**Ejercicio**:
Según la meditación sobre el ministerio del sacerdote, ¿cuáles son los tres oficios que forman los tria munera?
== Texto proporcionado ==
Meditación del Papa Benedicto XVI sobre el ministerio
del sacerdote
Miércoles,
14 de abril de 2010
Queridos amigos,
en este periodo pascual, que nos
conduce a Pentecostés y que nos encamina también a las celebraciones de
clausura de este Año Sacerdotal, programadas para el 9, 10 y 11 de junio
próximo, quiero dedicar aún algunas reflexiones al tema del Ministerio
ordenado, deteniéndome en la realidad fecunda de la configuración del sacerdote
a Cristo Cabeza, en el ejercicio de los tria munera que recibe, es
decir, de los tres oficios de enseñar, santificar y gobernar.
Para comprender qué significa
actuar in persona Christi Capitis – en persona de Cristo Cabeza –
por parte del sacerdote, y para entender también qué consecuencias derivan de
la tarea de representar al Señor, especialmente en el ejercicio de estos tres
oficios, es necesario aclarar ante todo qué se entiende por “representación”.
===
== Material suministrado ==
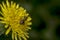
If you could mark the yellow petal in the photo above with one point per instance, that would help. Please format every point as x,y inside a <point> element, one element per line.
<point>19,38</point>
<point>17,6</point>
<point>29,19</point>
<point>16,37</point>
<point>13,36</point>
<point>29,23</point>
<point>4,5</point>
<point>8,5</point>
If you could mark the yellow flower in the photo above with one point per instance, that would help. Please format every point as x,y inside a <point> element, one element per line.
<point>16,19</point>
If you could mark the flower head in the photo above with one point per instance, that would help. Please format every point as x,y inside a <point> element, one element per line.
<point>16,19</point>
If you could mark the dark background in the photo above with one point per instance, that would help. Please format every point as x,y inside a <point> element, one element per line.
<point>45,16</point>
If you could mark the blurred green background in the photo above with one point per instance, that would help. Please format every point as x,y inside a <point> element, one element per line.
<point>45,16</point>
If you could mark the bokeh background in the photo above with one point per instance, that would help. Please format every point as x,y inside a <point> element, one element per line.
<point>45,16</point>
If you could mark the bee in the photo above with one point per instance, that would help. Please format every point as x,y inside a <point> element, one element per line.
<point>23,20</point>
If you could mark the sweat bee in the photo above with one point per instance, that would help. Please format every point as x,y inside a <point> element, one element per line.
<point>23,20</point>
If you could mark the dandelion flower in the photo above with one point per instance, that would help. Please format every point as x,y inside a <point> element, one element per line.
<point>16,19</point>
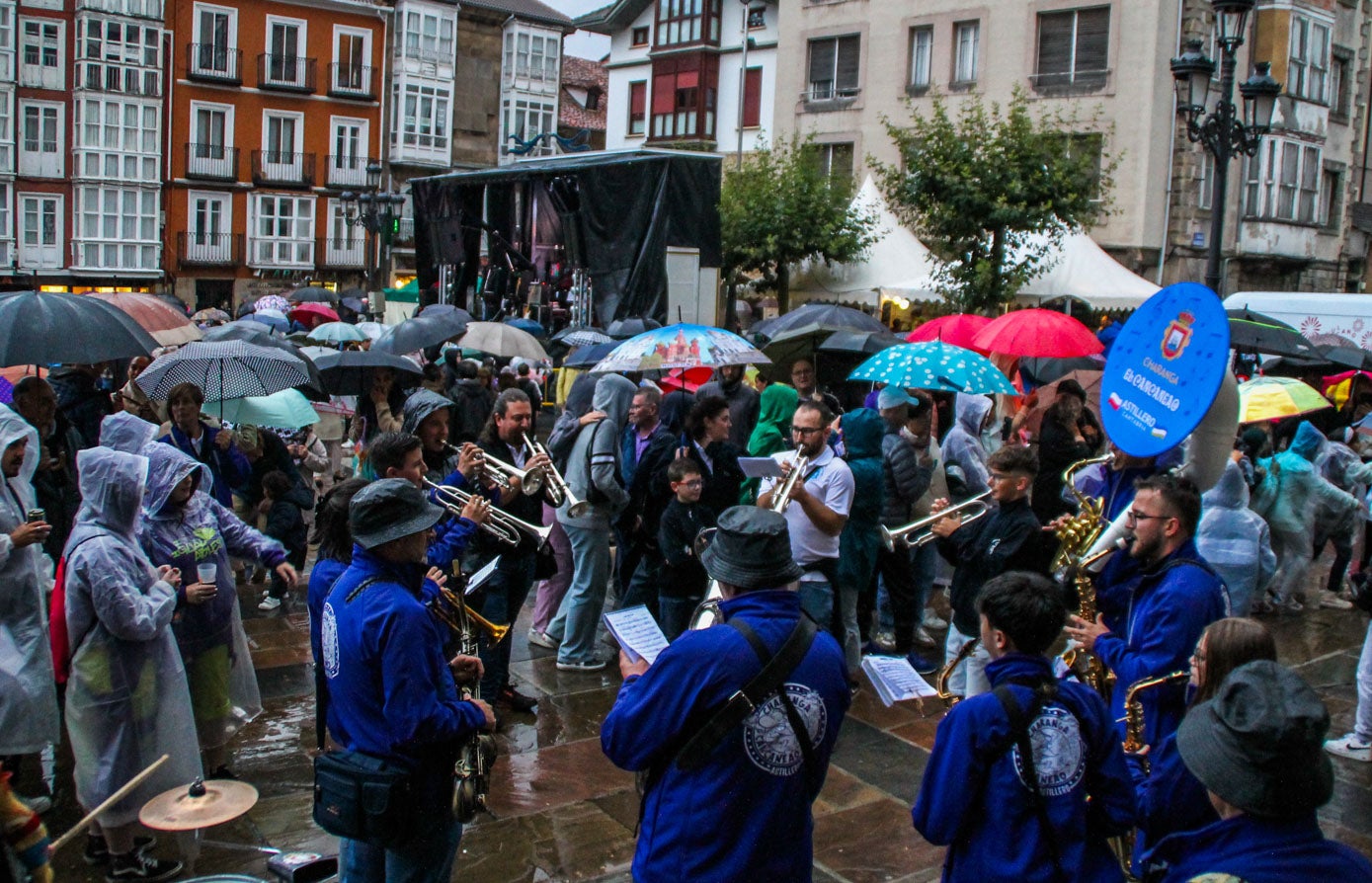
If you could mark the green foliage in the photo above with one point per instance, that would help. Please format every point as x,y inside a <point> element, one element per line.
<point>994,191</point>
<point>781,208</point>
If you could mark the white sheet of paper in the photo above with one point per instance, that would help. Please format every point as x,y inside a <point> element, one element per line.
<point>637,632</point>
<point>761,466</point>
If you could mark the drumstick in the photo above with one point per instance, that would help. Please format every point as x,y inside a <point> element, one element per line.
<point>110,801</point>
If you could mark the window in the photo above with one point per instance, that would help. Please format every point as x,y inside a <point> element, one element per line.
===
**Solución**:
Enseñar, santificar y gobernar.